Recast everything in the data from the line containing "Query: white lettering on building" down to the line containing "Mark the region of every instance of the white", both included, as a Markdown table with the columns Row and Line. Number each line and omit blank lines.
Start of DATA FOR THIS TASK
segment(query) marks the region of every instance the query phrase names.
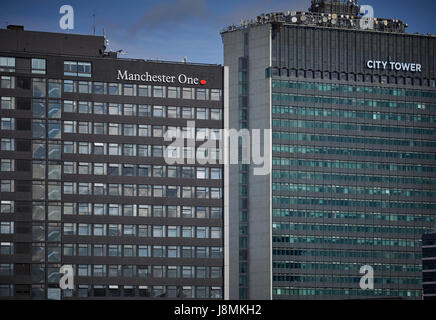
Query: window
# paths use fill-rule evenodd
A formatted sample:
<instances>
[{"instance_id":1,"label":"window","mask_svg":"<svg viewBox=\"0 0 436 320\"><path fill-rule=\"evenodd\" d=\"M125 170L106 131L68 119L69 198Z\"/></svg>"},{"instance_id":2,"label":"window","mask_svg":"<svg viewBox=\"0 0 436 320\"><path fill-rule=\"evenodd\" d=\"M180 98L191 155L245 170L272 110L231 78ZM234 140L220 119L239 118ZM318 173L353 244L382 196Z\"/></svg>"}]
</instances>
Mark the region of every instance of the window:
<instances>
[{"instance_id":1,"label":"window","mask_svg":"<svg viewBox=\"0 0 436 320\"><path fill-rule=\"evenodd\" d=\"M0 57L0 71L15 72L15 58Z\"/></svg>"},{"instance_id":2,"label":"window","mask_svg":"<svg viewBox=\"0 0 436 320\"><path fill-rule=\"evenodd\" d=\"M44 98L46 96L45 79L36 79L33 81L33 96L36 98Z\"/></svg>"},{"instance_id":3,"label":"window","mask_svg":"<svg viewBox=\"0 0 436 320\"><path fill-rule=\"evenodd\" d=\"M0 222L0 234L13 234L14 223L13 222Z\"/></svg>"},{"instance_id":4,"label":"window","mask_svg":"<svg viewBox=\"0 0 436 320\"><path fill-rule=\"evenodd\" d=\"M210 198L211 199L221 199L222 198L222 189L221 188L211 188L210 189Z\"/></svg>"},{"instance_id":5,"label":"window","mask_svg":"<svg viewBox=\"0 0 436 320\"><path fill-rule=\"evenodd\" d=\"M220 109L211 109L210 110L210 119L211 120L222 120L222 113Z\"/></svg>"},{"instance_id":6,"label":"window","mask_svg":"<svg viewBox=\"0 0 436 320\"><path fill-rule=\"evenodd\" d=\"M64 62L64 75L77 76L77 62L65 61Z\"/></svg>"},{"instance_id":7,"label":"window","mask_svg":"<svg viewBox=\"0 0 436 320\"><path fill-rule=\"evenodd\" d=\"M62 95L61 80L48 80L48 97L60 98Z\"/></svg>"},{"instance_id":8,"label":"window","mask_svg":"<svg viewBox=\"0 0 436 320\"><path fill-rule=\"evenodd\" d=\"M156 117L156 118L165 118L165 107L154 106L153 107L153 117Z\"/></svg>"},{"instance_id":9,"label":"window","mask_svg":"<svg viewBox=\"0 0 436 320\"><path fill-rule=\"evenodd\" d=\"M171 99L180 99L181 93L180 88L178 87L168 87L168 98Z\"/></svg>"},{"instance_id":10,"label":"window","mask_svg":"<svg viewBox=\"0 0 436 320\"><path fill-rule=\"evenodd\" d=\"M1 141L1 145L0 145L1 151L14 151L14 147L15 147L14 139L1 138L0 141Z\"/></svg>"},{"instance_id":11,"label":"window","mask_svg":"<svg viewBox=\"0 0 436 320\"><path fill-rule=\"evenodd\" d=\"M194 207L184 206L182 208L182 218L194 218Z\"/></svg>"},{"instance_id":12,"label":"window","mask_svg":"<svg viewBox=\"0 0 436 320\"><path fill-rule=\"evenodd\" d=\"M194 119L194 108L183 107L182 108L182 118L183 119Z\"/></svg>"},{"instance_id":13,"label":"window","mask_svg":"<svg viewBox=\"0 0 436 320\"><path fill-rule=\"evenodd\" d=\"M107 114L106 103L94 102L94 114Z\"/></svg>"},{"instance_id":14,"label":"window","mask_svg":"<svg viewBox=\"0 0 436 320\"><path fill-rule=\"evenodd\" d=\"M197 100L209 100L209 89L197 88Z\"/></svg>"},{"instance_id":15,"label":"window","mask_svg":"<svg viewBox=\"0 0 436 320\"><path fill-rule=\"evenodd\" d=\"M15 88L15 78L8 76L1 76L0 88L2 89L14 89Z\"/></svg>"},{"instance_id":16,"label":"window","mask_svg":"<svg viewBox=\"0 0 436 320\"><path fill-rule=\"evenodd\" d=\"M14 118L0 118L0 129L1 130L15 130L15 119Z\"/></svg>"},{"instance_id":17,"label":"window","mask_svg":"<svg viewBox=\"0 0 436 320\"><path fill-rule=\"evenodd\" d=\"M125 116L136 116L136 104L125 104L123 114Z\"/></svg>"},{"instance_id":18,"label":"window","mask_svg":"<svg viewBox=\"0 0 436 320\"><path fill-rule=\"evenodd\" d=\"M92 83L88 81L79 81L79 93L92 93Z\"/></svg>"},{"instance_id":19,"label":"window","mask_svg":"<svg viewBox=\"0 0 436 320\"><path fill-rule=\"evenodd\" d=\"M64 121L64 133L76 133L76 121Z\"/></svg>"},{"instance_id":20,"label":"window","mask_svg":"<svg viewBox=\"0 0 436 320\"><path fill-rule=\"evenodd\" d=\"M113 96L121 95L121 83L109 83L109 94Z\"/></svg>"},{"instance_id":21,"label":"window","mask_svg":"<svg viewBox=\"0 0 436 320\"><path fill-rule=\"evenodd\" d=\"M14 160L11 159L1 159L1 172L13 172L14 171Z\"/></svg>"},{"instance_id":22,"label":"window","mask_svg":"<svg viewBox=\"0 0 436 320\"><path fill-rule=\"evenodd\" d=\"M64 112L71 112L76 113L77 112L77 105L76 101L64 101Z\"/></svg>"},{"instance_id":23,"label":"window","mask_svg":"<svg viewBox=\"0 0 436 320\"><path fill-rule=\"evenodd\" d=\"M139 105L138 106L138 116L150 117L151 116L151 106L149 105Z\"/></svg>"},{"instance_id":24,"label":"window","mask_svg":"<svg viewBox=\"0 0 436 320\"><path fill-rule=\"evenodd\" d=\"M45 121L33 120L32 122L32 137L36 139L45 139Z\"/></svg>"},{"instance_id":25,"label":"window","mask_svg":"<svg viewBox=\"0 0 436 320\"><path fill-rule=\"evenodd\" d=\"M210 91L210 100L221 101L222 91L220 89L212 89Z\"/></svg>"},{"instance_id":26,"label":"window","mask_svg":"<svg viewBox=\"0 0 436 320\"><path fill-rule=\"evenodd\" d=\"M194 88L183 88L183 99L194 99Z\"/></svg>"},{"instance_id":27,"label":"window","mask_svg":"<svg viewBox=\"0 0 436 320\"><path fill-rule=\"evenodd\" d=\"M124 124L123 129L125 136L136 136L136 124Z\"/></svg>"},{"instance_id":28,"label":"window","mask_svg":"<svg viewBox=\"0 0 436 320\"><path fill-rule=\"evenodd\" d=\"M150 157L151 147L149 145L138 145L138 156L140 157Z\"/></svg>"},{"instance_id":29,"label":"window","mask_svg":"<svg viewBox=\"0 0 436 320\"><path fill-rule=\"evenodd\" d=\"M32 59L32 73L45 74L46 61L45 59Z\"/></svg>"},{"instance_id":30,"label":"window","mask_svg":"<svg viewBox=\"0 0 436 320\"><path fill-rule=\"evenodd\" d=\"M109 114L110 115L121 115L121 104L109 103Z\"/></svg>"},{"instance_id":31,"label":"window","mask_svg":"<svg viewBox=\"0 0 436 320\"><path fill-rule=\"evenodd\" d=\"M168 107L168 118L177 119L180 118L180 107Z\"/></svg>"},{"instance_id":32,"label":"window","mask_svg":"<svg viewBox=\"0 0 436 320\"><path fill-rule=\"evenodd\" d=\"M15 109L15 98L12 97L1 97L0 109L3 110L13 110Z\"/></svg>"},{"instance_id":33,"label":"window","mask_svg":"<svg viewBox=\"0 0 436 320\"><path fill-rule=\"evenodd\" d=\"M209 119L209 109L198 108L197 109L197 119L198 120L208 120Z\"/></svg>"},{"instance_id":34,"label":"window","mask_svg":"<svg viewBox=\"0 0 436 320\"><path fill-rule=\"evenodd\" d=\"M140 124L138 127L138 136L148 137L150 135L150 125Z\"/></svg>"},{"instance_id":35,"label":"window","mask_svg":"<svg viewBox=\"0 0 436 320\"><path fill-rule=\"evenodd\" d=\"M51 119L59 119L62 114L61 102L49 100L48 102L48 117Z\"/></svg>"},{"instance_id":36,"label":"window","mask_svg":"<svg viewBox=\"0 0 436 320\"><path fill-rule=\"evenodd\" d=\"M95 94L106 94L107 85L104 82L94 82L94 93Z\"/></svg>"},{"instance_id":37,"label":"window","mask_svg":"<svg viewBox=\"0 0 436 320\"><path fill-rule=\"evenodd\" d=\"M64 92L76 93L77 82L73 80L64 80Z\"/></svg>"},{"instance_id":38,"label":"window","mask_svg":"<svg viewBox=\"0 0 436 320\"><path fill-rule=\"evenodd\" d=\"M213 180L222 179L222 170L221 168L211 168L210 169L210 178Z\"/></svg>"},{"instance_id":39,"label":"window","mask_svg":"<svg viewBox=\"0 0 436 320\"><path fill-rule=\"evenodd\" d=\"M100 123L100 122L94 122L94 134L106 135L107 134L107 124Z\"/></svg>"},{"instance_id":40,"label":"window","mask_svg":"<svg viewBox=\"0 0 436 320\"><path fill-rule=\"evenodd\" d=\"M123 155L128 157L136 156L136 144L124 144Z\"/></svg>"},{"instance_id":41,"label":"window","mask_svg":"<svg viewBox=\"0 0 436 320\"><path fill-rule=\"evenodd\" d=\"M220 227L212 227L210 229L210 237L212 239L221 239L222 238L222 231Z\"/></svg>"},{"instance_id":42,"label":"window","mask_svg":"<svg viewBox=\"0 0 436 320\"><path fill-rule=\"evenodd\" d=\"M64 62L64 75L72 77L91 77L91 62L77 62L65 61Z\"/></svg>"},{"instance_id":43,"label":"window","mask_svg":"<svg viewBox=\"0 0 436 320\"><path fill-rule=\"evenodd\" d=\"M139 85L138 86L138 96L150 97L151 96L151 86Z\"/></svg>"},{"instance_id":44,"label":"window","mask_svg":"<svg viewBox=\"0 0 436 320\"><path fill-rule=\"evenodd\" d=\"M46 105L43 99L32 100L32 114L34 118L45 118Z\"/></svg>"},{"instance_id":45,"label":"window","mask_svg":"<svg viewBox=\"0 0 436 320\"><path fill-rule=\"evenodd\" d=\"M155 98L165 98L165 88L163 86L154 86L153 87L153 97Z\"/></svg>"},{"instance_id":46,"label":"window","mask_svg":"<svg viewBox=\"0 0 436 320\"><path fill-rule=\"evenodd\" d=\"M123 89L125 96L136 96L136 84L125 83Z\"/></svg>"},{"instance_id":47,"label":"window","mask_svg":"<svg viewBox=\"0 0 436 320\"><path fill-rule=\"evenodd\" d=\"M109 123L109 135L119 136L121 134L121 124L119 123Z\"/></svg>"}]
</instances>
End of DATA FOR THIS TASK
Start of DATA FOR THIS TASK
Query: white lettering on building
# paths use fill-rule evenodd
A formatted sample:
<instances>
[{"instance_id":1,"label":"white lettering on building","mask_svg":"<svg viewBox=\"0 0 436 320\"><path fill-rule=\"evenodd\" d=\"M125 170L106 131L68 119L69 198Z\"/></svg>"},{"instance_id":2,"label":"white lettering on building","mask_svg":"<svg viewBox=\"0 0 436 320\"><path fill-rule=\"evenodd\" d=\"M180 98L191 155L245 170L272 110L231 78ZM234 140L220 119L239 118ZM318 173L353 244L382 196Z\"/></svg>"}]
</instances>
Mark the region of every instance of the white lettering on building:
End of DATA FOR THIS TASK
Start of DATA FOR THIS TASK
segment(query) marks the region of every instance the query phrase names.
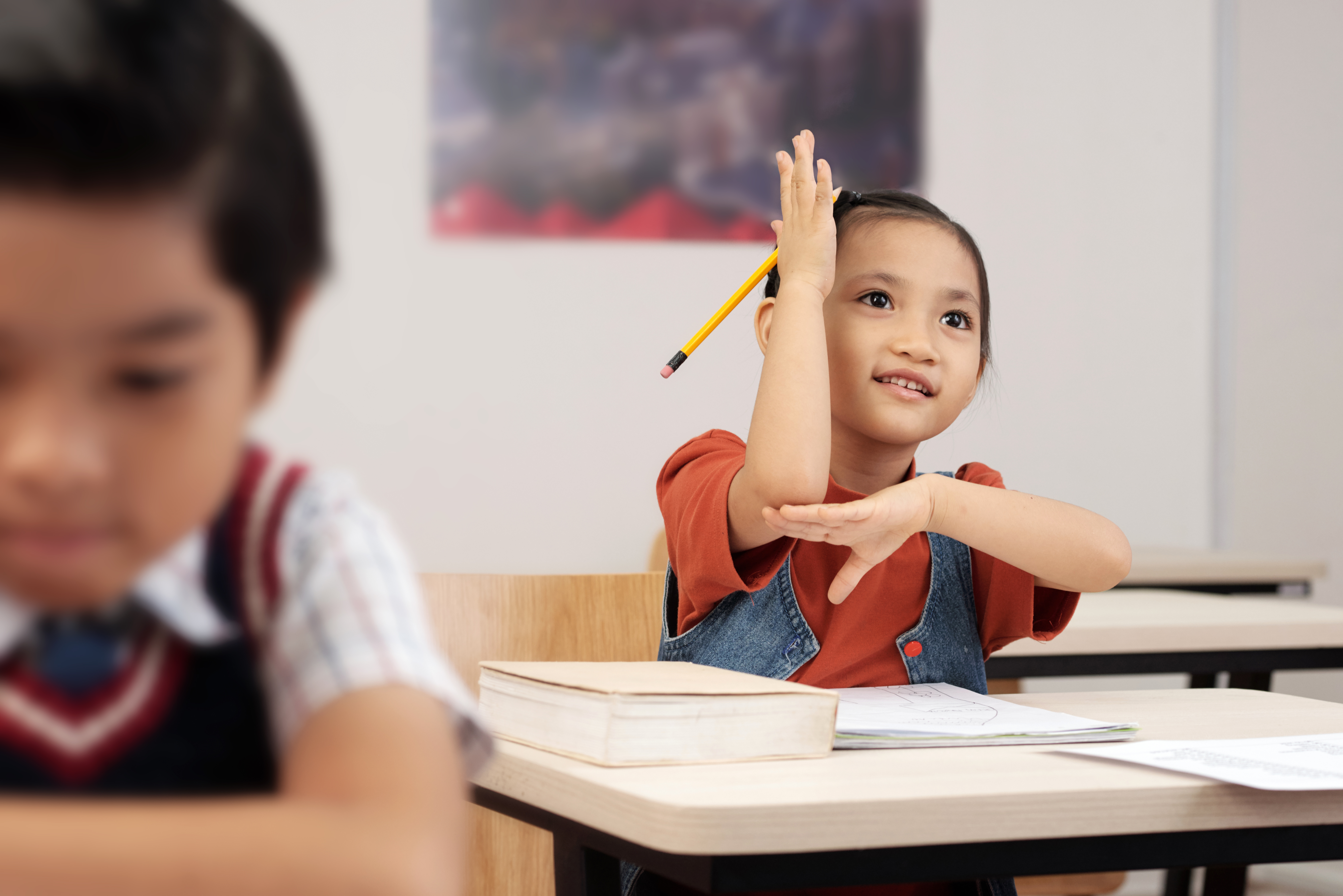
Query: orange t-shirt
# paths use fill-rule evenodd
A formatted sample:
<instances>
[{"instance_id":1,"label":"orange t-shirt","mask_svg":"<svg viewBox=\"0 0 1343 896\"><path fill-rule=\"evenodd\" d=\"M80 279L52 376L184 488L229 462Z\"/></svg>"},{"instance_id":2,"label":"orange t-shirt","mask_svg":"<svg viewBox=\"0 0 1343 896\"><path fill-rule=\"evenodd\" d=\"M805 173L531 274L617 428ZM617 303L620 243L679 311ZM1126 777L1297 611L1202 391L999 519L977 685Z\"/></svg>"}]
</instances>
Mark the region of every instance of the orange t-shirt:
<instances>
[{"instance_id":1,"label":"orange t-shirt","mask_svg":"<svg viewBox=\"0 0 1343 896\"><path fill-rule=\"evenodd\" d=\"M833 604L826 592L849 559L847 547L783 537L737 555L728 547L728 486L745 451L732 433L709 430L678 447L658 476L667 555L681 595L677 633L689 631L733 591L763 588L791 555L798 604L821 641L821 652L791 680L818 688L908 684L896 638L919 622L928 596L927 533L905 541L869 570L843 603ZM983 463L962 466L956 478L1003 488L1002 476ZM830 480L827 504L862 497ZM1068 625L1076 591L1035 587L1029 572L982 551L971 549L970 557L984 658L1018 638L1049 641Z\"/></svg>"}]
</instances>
End of DATA FOR THIS TASK
• THE REPLY:
| Row | Line |
|---|---|
| 1 | Query: white lettering on building |
| 2 | # paths use fill-rule evenodd |
| 3 | A formatted sample: |
| 4 | <instances> |
| 5 | [{"instance_id":1,"label":"white lettering on building","mask_svg":"<svg viewBox=\"0 0 436 320\"><path fill-rule=\"evenodd\" d=\"M125 170L106 131L68 119L69 198Z\"/></svg>"},{"instance_id":2,"label":"white lettering on building","mask_svg":"<svg viewBox=\"0 0 436 320\"><path fill-rule=\"evenodd\" d=\"M180 98L191 155L245 170L272 110L231 78ZM234 140L220 119L239 118ZM318 173L353 244L382 196Z\"/></svg>"}] |
| 6 | </instances> |
| 7 | Mark the region of every instance of the white lettering on building: |